La chirurgie de la coiffe des rotateurs sous arthroscopie est réalisée sous anethésie générale et loco-régionale ou sous anesthésie loco-régionale pure. Elle peut être réalisée en ambulatoire, ou lors d’une hospitalisation de très courte durée.
Les résultats cliniques des réparations arthroscopiques de la coiffe des rotateurs sont jugés bons à excellents dans 90% des cas. On estime que la cicatrisation complète est obtenue dans environ 70% des cas mais dépend de nombreux facteurs. Le défaut de cicatrisation peut aller de la petite fissure persistante parfaitement asymptomatique à la re-rupture complète. La qualité de la cicatrisation est principalement liée à la qualité du tendon et aux facteurs de risques associés. En cas de tabagisme, il est vivement recommandé de procéder au sevrage tabagique afin de maximiser les chances de cicatrisation.
Plusieurs études retrouvent un résultat subjectif moindre lors des accidents de travail ou des maladies professionnelles après chirurgie de l’épaule.
Après l’intervention, une écharpe d’immobilisation est à porter environ trois semaines avec possibilité de la retirer dans la journée. L’auto-rééducation débute dès le lendemain de l’intervention, la kinésithérapie après 10 jours.

## CONSIGNE DE TRAVAIL 1
Traduisez en anglais la phrase suivante, tirée du texte sur la chirurgie de la coiffe des rotateurs : « Plusieurs études retrouvent un résultat subjectif moindre lors des accidents de travail ou des maladies professionnelles après chirurgie de l’épaule. »
## CONSIGNE DE TRAVAIL 2
Reprenez le texte sur la chirurgie de la coiffe des rotateurs après sa dernière phrase et poursuivez-en la rédaction.

## DONNÉES FOURNIES

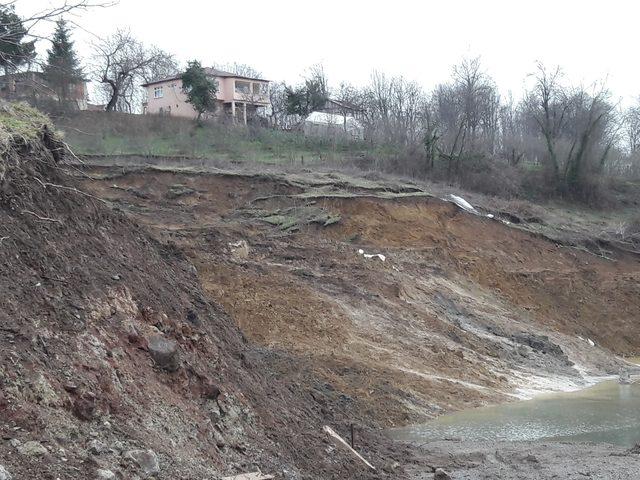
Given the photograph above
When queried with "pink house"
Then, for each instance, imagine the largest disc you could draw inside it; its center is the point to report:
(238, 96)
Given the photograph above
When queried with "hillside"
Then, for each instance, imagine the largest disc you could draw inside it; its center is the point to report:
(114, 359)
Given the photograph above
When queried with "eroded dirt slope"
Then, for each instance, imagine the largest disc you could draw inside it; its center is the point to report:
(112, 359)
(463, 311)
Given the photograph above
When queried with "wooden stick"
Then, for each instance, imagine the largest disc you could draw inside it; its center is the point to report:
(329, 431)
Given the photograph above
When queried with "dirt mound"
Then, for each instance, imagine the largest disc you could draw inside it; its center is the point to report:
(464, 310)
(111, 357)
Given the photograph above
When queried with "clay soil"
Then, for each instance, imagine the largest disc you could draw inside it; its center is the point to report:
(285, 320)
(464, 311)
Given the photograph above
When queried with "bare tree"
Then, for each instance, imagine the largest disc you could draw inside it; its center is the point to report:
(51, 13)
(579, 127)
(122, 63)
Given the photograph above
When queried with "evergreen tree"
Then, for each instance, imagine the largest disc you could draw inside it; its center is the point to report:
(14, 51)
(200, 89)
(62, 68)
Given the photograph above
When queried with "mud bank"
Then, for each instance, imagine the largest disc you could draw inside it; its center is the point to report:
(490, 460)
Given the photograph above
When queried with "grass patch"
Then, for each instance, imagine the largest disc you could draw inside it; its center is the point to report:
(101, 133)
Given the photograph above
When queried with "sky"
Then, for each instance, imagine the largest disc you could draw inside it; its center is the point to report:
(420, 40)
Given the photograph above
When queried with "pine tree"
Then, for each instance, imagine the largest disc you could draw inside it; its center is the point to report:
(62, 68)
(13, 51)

## RÉSULTAT OBTENU 1
Several studies find a poorer subjective outcome after shoulder surgery in cases of workplace accidents or occupational diseases.

## RÉSULTAT OBTENU 2
La rééducation de l’épaule chez le kinésithérapeute se prolongera 4 à 6 mois après la chirurgie. Elle est complétée par l’auto-rééducation à domicile qui doit être poursuivie de façon pluri-quotidienne. Des progrès sont possibles jusqu’à 9 mois à 1 an après la chirurgie. Il est cependant difficile de prédire exactement les délais de récupération post-opératoire. Chaque épaule réagit différemment. Certaines seront plus douloureuses ou plus raides et nécessiteront une période de récupération plus longue.
La chirurgie de réparation de la coiffe des rotateurs a pour but de redonner au patient une épaule indolore (ou moins douloureuse) et fonctionnelle pour la vie quotidienne. L’arrêt de travail est variable et va de quelques semaines à plusieurs mois. La reprise du travail dépendra de l’importance des lésions, du patient et de son type d’activité professionnelle… En cas de travail manuel exigeant ni le traitement médical, ni la chirurgie ne peuvent garantir une reprise de l’activité professionnelle au même poste de travail.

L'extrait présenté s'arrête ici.